» TASK OBJECTIVE:
Please change "palm plant" to "fern" in the lines below, keep everything else the same, and leave the pictures out of your answer.

**********

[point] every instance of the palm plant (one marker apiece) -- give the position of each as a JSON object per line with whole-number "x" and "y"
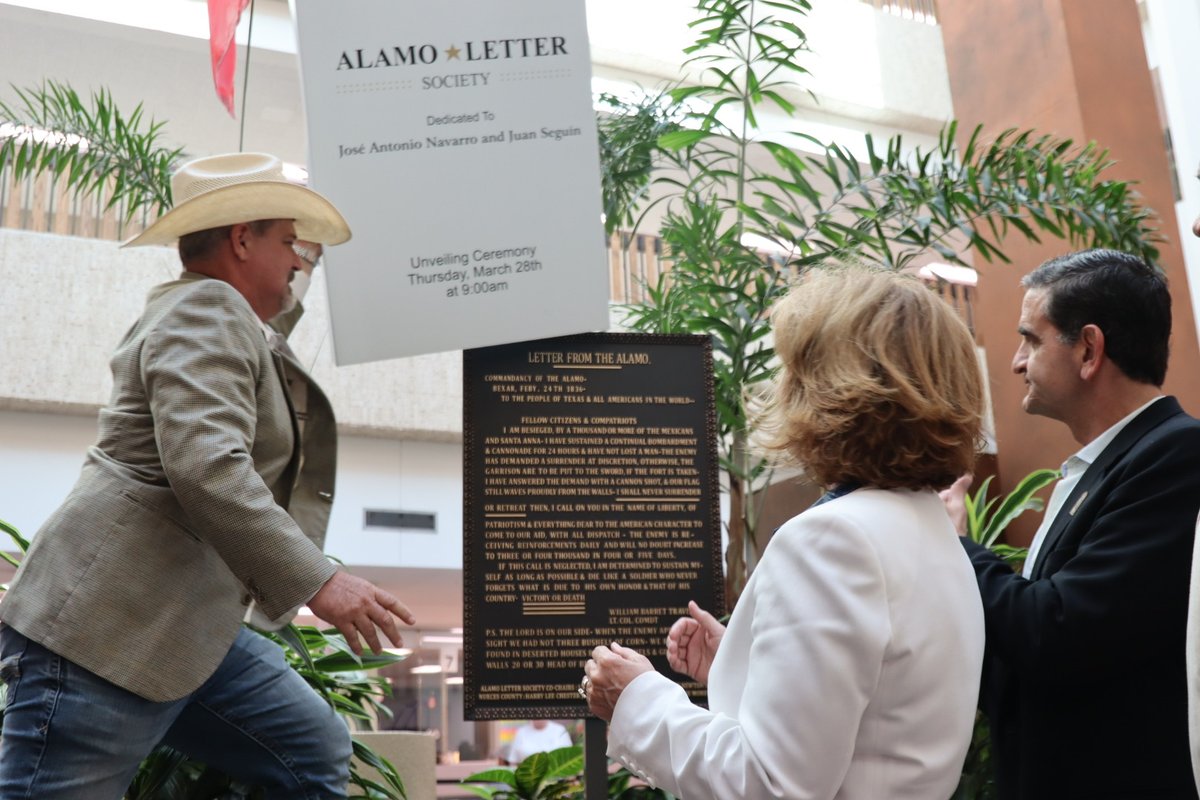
{"x": 93, "y": 145}
{"x": 335, "y": 672}
{"x": 817, "y": 202}
{"x": 988, "y": 518}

**********

» COMPLETE RESPONSE:
[point] every instance of the fern (one marker apiece) -- give the position of each as a JSON object per line with whole-number "x" and "y"
{"x": 93, "y": 145}
{"x": 335, "y": 672}
{"x": 817, "y": 202}
{"x": 988, "y": 518}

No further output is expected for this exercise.